→ Instructions
1 > Do these statements agree with the patent description on electronic control systems below? (a) The priority application was filed on Dec. 25, 2023. (b) UCM was defined by a hypervisor vendor. (c) The rewrite software runs on the operating system of the hypervisor. Answer yes or no for each and quote the words of the patent description that decide it.
2 > Can you resume the patent description on electronic control systems below, starting right after its final line?

++++ Text segment

ELECTRONIC CONTROL SYSTEM, DATA STRUCTURE OF SOFTWARE PACKAGE, AND COMPUTER PROGRAM

Description

CROSS REFERENCE TO RELATED APPLICATION

The present application claims the benefit of priority from Japanese Patent Application No. 2023-218026 filed on Dec. 25, 2023. The entire disclosure of the above application is incorporated herein by reference.

TECHNICAL FIELD

The present disclosure relates to an electronic control system, a data structure of a software package, and a computer program.

BACKGROUND

For example, with the diversification of vehicle control, such as automated driving control, the scale of application software installed in a vehicle electronic control system (hereinafter referred to as an ECU (Electronic Control Unit)) is increasing. Further, with the advent of new versions of improved functions, the number of opportunities to reprogram ECU software is increasing. Furthermore, a technique for connected cars has also spreads together with the progress of communication networks or the like. In view of these circumstances, a technology has been provided in which a server distributes update software to a vehicle device via OTA (Over The Air), and the vehicle device rewrites its software with update software received from the server.

With the introduction of SoC (System on a Chip) for in-vehicle use, a configuration is provided in which multiple applications are implemented on an operating system (hereinafter referred to as OS (Operating System)) of a hypervisor (hereinafter referred to as HV (HyperVisor). AUTOSAR (AUTomotive Open System ARchitecture), which is a standardization organization, has defined UCM (Update and Configuration Management) as a means of rewriting software. For example, UCM is also implemented as one of the applications on an OS of HV.

SUMMARY

An electronic control system includes: an Update and Configuration Management (UCM) that has a function of rewriting software and runs on an operating system of a hypervisor; rewrite software having a function of rewriting software and operating outside the hypervisor; and an activation controller configured to activate the UCM and the rewrite software. When activation of the UCM fails, the activation controller activates the rewrite software, and causes the rewrite software to rewrite the hypervisor or the software on the hypervisor.

BRIEF DESCRIPTION OF THE DRAWINGS

FIG. 1 is a functional block diagram showing an overall configuration according to an embodiment.

FIG. 2 is a functional block diagram of a CPU.

++++++++
++++ Provided material

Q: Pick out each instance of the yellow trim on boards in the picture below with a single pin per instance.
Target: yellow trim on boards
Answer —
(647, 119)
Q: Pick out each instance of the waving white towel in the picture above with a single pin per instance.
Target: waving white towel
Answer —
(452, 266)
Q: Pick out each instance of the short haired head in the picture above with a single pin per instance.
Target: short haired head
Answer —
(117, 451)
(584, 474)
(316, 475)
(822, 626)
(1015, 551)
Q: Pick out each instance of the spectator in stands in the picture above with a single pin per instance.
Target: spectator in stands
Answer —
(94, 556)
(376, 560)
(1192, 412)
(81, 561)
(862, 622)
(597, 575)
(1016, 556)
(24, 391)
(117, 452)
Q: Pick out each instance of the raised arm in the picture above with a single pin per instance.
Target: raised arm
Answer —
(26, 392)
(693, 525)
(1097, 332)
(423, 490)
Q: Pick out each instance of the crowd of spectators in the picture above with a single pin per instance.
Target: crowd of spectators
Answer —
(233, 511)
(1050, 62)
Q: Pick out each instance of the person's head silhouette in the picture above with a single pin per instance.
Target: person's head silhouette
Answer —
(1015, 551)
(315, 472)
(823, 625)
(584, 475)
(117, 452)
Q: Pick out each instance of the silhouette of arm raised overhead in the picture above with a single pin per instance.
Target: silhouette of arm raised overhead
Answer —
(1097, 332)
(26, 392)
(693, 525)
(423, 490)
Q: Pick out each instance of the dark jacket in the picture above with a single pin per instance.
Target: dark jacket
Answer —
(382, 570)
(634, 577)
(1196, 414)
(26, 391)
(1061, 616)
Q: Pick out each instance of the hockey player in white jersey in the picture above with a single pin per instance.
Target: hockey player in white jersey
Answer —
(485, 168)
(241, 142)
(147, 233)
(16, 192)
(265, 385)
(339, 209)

++++++++

→ Responses per task
1 >
(a) Yes: "Japanese Patent Application No. 2023-218026 filed on Dec. 25, 2023."
(b) No: "AUTOSAR (AUTomotive Open System ARchitecture), which is a standardization organization, has defined UCM."
(c) No: "rewrite software having a function of rewriting software and operating outside the hypervisor."

2 >
FIG. 3 is a flowchart.

DETAILED DESCRIPTION

However, in a configuration in which the UCM is implemented on the OS of the HV, when the OS becomes corrupted and cannot start up due to a memory leak in an application other than the UCM, or when the UCM itself becomes corrupted, the UCM will no longer operate. As a result, there is no way to rewrite the software, making recovery impossible.

The present disclosure provides an electronic control system, a software package data structure, and a computer program capable of being appropriately restored even when UCM on the operating system of a hypervisor stops working.

According to a first example embodiment of the present disclosure, an electronic control system includes: an Update and Configuration Management (UCM) that has a function of rewriting software and runs on an operating system of a hypervisor; rewrite software having a function of rewriting software and operating outside the hypervisor; and an activation controller configured to activate the UCM and the rewrite software. When activation of the UCM fails, the activation controller activates the rewrite software, and causes the rewrite software to rewrite the hypervisor or the software on the hypervisor.

According to a second example embodiment of the present disclosure, a data structure of a software package is read and executed by an activation controller of an electronic control system including: an Update and Configuration Management (UCM) that has a function of rewriting software and runs on an operating system of a hypervisor; rewrite software having a function of rewriting software and operating outside the hypervisor; and an activation controller configured to activate the UCM and the rewrite software. When activation of the UCM fails, the activation controller activates the rewrite software, and causes the rewrite software to rewrite the hypervisor or the software on the hypervisor.

According to a third example embodiment of the present disclosure, a non-transitory computer-readable storage medium stores a computer program executed by a controller of an electronic control system including: an Update and Configuration Management (UCM) that has a function of rewriting software and runs on an operating system of a hypervisor; rewrite software having a function of rewriting software and operating outside the hypervisor; and an activation controller configured to activate the UCM and the rewrite software. The computer program causes the controller to: determine whether activation of the UCM is successful; and when determining that the activation of the UCM fails, activate the rewrite software and cause the rewrite software to rewrite the hypervisor or the software on the hypervisor.

According to the first to third example embodiments, when the activation of the UCM running on the operating system of the hypervisor fails, the rewrite software running outside the hypervisor is activated, and the rewrite software is caused to rewrite the hypervisor or the software on the hypervisor. Even when the UCM running on the operating system of the hypervisor fails to be activated and the UCM stops working, appropriate recovery can be achieved by starting the rewrite software that runs outside the hypervisor.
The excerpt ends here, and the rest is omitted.